**ABOUT THIS EXERCISE:**
Please write out the data below once more, exactly as it stands.

EXTRACTED RECORDS below:

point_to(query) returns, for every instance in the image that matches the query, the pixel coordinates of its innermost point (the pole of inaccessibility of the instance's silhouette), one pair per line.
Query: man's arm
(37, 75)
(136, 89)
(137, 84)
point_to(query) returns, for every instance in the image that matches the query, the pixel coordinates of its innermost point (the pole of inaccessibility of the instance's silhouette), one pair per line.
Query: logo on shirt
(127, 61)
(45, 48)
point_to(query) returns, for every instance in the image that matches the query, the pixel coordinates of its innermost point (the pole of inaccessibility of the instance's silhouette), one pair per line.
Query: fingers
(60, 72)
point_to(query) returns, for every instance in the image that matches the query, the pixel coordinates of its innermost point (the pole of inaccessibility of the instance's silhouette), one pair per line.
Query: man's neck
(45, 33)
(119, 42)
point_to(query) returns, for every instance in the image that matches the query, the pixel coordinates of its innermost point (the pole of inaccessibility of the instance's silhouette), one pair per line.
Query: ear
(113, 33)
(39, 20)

End of EXTRACTED RECORDS.

**OUTPUT FOR THIS EXERCISE:**
point_to(query) returns, for every instance in the image that matches the query, the pixel coordinates of its innermost point (the pole of inaccessibility of the instance's silhouette), one pair per line.
Query: man's arm
(37, 75)
(136, 89)
(137, 84)
point_to(query) returns, for every instance in the image that matches the query, the pixel coordinates of its innermost point (the pole of inaccessibility of the instance's silhouette), one pair per line.
Query: logo on shirt
(127, 61)
(45, 48)
point_to(query) returns, for every instance in the image that matches the query, the pixel coordinates of its innermost point (the pole of inaccessibility of the instance's silhouette), one pair per line.
Query: fingers
(60, 72)
point_to(query) returns, for every instance in the image that matches the query, the pixel coordinates of its innermost point (the pole of inaccessibility of the instance's silhouette), one pair per line.
Query: man's neck
(45, 33)
(119, 42)
point_to(query) returns, for every instance in the image that matches the query, the pixel coordinates of its innermost point (the pole of inaccessibility of the instance's silhouette), one pair per line.
Query: ear
(113, 33)
(39, 20)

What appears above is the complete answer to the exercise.